REQUIREMENT 1> Please return, word for word, the part of the movie trailer post running from "Sheen has already" down to "garners my attention.".

** begin GIVEN TEXT **

Where has this movie been hiding?

Having made it's premiere last year at TIFF, The Way directed by Emilio Estevez and starring his father the incomparable Martin Sheen just dropped its trailer and man it's a thing of beauty.

Sheen has already proven that he has some serious acting chops. His performances in Apocalypse Now, the Departed and Catch Me If You Can have illustrated that in spades. He will be known to this current generation mostly as President Josiah Bartlett in the brilliant TV series The West Wing.

My love for The West Wing is pretty vocal amongst those that know me so anything he does garners my attention.

As I watched this trailer, I slowly started to kick myself for not finding this trailer earlier. In hindsight, I also should have seen this at TIFF last year.

Watch this trailer. Do it now.

Need another reason?
If this is promoted properly and if the glimpse we are getting now with the trailer carries through to the film, Martin Sheen has just made a pretty strong argument for an Oscar nomination.

** end GIVEN TEXT **
** begin DATASET ENTRIES **

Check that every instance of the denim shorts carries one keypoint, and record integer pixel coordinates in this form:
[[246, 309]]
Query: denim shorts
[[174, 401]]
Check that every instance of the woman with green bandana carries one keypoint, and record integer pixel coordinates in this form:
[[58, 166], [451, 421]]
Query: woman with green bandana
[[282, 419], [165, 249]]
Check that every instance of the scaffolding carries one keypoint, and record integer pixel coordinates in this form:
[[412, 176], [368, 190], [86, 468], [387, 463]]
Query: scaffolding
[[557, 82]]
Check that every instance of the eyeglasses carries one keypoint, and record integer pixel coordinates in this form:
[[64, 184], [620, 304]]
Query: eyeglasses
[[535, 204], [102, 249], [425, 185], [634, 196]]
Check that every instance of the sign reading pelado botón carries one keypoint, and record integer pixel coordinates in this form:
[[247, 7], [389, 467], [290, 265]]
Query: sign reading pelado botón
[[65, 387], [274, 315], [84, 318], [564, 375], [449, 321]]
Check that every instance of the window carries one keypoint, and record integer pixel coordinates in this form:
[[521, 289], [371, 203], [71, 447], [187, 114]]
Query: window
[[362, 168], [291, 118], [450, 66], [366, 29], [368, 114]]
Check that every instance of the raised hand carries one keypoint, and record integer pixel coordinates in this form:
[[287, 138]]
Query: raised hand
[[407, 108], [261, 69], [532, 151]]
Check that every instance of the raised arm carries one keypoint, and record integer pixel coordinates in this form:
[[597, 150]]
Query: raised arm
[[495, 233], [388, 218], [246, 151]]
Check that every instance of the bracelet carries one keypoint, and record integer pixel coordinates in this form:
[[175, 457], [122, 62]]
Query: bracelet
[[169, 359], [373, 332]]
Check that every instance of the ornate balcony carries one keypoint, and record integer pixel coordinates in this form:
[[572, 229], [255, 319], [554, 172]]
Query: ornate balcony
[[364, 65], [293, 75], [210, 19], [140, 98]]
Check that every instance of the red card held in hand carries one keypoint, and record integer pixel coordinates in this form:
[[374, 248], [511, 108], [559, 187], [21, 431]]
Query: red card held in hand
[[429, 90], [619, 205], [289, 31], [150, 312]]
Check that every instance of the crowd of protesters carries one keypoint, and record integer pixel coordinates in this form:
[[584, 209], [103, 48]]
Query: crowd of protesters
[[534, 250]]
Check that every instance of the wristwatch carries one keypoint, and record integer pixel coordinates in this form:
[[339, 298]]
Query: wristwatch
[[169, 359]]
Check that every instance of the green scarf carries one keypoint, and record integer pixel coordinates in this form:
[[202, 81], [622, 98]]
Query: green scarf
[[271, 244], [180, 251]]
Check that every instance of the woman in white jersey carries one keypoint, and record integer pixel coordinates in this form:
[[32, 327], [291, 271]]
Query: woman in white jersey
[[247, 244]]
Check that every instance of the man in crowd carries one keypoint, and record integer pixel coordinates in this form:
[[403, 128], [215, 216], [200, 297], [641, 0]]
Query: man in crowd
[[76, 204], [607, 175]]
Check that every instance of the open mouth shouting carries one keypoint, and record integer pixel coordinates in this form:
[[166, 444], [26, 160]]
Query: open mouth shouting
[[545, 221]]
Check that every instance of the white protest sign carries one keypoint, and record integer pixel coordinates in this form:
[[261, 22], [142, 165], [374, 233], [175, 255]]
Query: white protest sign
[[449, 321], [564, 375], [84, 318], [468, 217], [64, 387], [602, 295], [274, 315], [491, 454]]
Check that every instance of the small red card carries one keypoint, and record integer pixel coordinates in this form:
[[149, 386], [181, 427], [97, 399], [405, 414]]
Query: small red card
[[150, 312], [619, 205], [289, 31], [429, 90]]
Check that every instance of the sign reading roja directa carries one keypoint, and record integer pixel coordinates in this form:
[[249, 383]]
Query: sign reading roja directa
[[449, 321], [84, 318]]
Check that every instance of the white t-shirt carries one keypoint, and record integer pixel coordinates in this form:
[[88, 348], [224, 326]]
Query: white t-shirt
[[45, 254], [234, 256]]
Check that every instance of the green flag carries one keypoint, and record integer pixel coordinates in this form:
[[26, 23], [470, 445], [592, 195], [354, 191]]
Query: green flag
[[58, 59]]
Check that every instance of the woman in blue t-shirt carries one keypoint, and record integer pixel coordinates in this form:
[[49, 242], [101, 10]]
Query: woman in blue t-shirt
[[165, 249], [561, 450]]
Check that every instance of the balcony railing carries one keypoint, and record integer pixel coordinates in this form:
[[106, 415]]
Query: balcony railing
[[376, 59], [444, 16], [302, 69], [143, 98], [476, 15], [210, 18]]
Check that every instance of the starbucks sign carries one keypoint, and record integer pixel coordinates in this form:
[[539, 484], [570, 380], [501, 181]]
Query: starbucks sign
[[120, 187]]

** end DATASET ENTRIES **

REQUIREMENT 2> Retype the lines of the entries above exactly, everything from the line containing "Check that every instance of the scaffolding" down to the line containing "[[495, 233], [388, 218], [246, 151]]", with both of those lines included.

RESULT 1>
Sheen has already proven that he has some serious acting chops. His performances in Apocalypse Now, the Departed and Catch Me If You Can have illustrated that in spades. He will be known to this current generation mostly as President Josiah Bartlett in the brilliant TV series The West Wing.

My love for The West Wing is pretty vocal amongst those that know me so anything he does garners my attention.

RESULT 2>
Check that every instance of the scaffolding carries one keypoint, and record integer pixel coordinates in this form:
[[412, 176], [368, 190], [86, 468], [387, 463]]
Query: scaffolding
[[557, 82]]
Check that every instance of the eyeglasses carries one keypoint, and record integer pixel coordinates in this form:
[[64, 184], [620, 304]]
Query: eyeglasses
[[535, 204], [102, 249], [425, 185], [634, 196]]
Check that every instance of the sign reading pelado botón carries one keypoint, and record integer pixel coordinates in this form:
[[247, 7], [389, 467], [290, 265]]
Query: sign reading pelado botón
[[65, 387], [274, 315], [84, 318], [564, 375], [449, 321]]
Check that every instance of the window carries one keypoint, and record integer pixel coordinates in this form:
[[521, 289], [371, 203], [71, 447], [187, 114]]
Query: window
[[362, 168], [291, 118], [450, 66], [366, 29], [368, 114]]
Check that every instance of the raised hand carries one keypoint, and record integer pixel coordinates in this form:
[[287, 138]]
Query: raised hand
[[407, 108], [261, 69], [532, 151]]
Check that every instance of the raised arm carries one keypoint, and record integer pixel coordinates in this form:
[[597, 150]]
Query: raised arm
[[495, 233], [388, 218], [246, 151]]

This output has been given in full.